● **GOAL**:
Reproduce the entries below in full, word for word.

● **DATA LINES**:

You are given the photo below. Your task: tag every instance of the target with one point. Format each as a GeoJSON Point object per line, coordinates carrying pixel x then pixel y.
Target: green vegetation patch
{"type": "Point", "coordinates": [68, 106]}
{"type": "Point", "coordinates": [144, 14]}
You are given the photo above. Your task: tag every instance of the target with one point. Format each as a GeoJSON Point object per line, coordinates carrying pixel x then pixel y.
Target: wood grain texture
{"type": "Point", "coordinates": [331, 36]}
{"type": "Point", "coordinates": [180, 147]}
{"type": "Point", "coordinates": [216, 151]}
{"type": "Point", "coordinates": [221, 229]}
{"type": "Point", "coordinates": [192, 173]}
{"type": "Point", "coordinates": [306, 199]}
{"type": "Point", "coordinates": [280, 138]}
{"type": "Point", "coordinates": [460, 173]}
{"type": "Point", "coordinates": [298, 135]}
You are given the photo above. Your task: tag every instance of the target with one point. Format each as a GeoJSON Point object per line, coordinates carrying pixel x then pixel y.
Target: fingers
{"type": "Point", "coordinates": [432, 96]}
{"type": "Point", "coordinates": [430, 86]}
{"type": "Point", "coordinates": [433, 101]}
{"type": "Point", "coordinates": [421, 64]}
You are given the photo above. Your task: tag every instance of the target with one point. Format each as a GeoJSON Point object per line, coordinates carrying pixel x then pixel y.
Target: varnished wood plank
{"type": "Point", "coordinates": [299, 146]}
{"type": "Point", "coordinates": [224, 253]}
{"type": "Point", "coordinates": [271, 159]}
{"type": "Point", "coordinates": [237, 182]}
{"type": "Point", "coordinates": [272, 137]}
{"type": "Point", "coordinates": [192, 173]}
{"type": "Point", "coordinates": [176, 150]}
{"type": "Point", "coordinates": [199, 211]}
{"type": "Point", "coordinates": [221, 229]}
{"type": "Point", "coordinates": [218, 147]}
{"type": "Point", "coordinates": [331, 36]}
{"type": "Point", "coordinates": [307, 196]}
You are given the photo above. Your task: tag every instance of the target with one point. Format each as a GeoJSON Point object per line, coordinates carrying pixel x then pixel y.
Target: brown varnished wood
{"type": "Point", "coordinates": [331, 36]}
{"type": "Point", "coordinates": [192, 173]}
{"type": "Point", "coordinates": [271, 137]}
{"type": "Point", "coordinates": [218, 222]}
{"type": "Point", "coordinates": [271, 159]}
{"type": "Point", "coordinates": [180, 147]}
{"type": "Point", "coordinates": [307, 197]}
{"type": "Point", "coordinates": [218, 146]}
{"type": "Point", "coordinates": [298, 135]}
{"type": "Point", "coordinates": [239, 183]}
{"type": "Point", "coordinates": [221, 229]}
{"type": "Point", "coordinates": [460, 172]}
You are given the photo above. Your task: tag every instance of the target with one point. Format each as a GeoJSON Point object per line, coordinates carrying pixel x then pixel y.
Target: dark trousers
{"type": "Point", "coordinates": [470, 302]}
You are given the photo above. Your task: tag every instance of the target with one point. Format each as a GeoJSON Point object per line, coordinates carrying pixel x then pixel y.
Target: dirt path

● **EXERCISE RESULT**:
You are given the photo below. Your task: tag every instance of the target with one point. Format each as a GeoJSON Point object per line, coordinates carrying pixel x then pixel y.
Target: green vegetation patch
{"type": "Point", "coordinates": [68, 106]}
{"type": "Point", "coordinates": [144, 14]}
You are given the photo above. Your task: tag every instance of the target with one point. Format each as a GeoJSON Point object per line, coordinates carrying pixel x then pixel y.
Target: wood grain texture
{"type": "Point", "coordinates": [331, 36]}
{"type": "Point", "coordinates": [180, 147]}
{"type": "Point", "coordinates": [216, 151]}
{"type": "Point", "coordinates": [221, 229]}
{"type": "Point", "coordinates": [192, 173]}
{"type": "Point", "coordinates": [306, 199]}
{"type": "Point", "coordinates": [280, 138]}
{"type": "Point", "coordinates": [460, 173]}
{"type": "Point", "coordinates": [298, 135]}
You are given the photo above. Your task: tag every instance of the target with one point. Format each as a GeoJSON Point object per line, coordinates carrying pixel x then pixel y.
Target: fingers
{"type": "Point", "coordinates": [432, 96]}
{"type": "Point", "coordinates": [430, 86]}
{"type": "Point", "coordinates": [433, 101]}
{"type": "Point", "coordinates": [421, 64]}
You are given the photo above. Your task: tag every instance of the target with one point. Format each as a GeoJSON Point object per line, coordinates carrying pixel x then pixel y.
Target: varnished wood plank
{"type": "Point", "coordinates": [299, 146]}
{"type": "Point", "coordinates": [224, 253]}
{"type": "Point", "coordinates": [271, 159]}
{"type": "Point", "coordinates": [237, 182]}
{"type": "Point", "coordinates": [272, 137]}
{"type": "Point", "coordinates": [192, 173]}
{"type": "Point", "coordinates": [176, 150]}
{"type": "Point", "coordinates": [199, 211]}
{"type": "Point", "coordinates": [221, 229]}
{"type": "Point", "coordinates": [218, 147]}
{"type": "Point", "coordinates": [331, 36]}
{"type": "Point", "coordinates": [307, 196]}
You are given the photo above. Your task: tag every instance of the target with one point. Format each as a GeoJSON Point object per line, coordinates carrying pixel x then pixel y.
Target: brown varnished wood
{"type": "Point", "coordinates": [331, 36]}
{"type": "Point", "coordinates": [192, 173]}
{"type": "Point", "coordinates": [271, 137]}
{"type": "Point", "coordinates": [218, 222]}
{"type": "Point", "coordinates": [271, 159]}
{"type": "Point", "coordinates": [180, 147]}
{"type": "Point", "coordinates": [307, 197]}
{"type": "Point", "coordinates": [218, 146]}
{"type": "Point", "coordinates": [298, 135]}
{"type": "Point", "coordinates": [239, 183]}
{"type": "Point", "coordinates": [221, 229]}
{"type": "Point", "coordinates": [460, 172]}
You are given the photo above. Your task: tag every instance of the target with one point. Format each as a GeoJSON Point object per line, coordinates carrying pixel x then pixel y.
Target: dark trousers
{"type": "Point", "coordinates": [470, 302]}
You are given the photo above. Your task: tag every instance of the target with one point. Format each as a GeoJSON Point object per line, coordinates carrying pixel x then pixel y.
Target: dirt path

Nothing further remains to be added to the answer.